Wheer are Contact and The Unusual Suspects?

March 15, 2008 12:28 PM

Gabe said:

Jesus christ I can't believe neither Touch of Evil or Star Wars was on the list. I was scrolling down to see which of those two was number one.

March 17, 2008 2:03 AM

Kelly said:

How could you forget The Lord of the Rings, The Fellowship of the Ring?! In the opening credits, Cate Blanchett recites the monologue, "The world has changed..." One of the most powerful moments in the WHOLE trilogy!

March 21, 2008 4:29 PM

Ebony said:

How about Napoleon Dynamite? That's a good example of low-budget inventiveness. It's use of sandwiches, index cards, chalkboards, and other school-related objects very clearly establishes who and what the movie is about.

March 22, 2008 12:41 PM

dAVeM said:

I don't really think you can include Lord of the Rings - there's a couple of company credits but it's not really a credits sequence like the ones on the list.

-- Task directions --
Write out the comment thread on film opening credits above in full, word for word.

-- Dataset entries --

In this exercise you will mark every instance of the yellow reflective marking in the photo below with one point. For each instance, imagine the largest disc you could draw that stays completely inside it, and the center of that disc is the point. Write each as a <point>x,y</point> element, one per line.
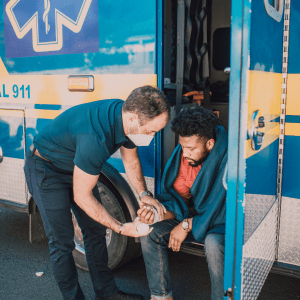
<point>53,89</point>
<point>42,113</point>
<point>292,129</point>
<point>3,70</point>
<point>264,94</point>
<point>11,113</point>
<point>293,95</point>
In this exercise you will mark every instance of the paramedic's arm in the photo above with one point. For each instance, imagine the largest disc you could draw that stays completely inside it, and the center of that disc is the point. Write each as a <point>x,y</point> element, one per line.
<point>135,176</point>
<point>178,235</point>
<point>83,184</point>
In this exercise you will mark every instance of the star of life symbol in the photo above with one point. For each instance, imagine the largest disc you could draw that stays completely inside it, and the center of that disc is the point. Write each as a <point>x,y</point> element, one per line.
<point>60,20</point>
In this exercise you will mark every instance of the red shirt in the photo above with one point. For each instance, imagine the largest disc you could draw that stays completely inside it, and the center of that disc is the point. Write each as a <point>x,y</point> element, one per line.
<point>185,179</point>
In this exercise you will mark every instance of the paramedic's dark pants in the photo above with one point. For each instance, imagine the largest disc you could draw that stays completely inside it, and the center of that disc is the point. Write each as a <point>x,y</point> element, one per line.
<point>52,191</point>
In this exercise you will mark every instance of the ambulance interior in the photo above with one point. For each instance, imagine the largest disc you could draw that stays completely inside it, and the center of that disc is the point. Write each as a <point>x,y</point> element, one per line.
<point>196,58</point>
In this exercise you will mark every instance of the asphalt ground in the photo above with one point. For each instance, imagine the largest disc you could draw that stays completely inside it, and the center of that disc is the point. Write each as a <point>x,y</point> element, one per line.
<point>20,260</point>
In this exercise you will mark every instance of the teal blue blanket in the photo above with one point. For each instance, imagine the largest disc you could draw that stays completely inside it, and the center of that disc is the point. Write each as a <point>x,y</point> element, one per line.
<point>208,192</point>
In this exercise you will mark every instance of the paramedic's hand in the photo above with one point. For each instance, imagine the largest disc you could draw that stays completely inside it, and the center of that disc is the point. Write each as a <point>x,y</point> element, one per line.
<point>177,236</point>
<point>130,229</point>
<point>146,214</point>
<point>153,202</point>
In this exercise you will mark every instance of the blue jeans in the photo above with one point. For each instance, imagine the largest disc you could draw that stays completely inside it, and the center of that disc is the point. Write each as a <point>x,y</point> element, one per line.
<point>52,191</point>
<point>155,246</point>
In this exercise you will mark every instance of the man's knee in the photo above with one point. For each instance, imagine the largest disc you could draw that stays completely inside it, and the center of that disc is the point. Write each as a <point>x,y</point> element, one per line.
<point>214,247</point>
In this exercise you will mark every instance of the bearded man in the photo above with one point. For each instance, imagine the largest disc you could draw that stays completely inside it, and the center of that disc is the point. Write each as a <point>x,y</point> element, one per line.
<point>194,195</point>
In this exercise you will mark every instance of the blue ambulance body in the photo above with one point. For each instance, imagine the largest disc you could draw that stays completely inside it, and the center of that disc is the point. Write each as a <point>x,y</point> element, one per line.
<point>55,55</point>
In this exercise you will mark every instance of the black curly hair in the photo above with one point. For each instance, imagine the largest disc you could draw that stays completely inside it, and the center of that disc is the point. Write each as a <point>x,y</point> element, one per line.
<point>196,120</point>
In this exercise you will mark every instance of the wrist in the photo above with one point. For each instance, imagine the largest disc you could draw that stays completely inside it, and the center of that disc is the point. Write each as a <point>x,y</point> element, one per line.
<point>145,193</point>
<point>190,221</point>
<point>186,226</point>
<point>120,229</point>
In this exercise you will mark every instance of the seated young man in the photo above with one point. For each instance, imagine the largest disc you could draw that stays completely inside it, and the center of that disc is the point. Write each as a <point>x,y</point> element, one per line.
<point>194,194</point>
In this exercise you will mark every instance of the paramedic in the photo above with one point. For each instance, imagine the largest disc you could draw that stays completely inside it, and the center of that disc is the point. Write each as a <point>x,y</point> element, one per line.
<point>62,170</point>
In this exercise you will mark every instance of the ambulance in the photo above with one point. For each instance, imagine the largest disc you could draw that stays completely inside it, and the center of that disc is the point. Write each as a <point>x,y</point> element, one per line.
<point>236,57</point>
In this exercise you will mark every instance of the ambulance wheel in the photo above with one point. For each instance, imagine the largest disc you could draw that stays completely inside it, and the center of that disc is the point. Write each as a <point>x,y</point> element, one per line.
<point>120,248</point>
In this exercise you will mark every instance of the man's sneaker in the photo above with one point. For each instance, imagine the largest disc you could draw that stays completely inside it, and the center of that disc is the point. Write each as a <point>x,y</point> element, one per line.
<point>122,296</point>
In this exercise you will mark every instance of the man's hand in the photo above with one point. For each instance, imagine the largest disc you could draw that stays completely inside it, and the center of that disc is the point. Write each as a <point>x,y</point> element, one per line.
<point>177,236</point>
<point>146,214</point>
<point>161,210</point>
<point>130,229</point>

-- Written response --
Wheer are Contact and The Unusual Suspects?

March 15, 2008 12:28 PM

Gabe said:

Jesus christ I can't believe neither Touch of Evil or Star Wars was on the list. I was scrolling down to see which of those two was number one.

March 17, 2008 2:03 AM

Kelly said:

How could you forget The Lord of the Rings, The Fellowship of the Ring?! In the opening credits, Cate Blanchett recites the monologue, "The world has changed..." One of the most powerful moments in the WHOLE trilogy!

March 21, 2008 4:29 PM

Ebony said:

How about Napoleon Dynamite? That's a good example of low-budget inventiveness. It's use of sandwiches, index cards, chalkboards, and other school-related objects very clearly establishes who and what the movie is about.

March 22, 2008 12:41 PM

dAVeM said:

I don't really think you can include Lord of the Rings - there's a couple of company credits but it's not really a credits sequence like the ones on the list.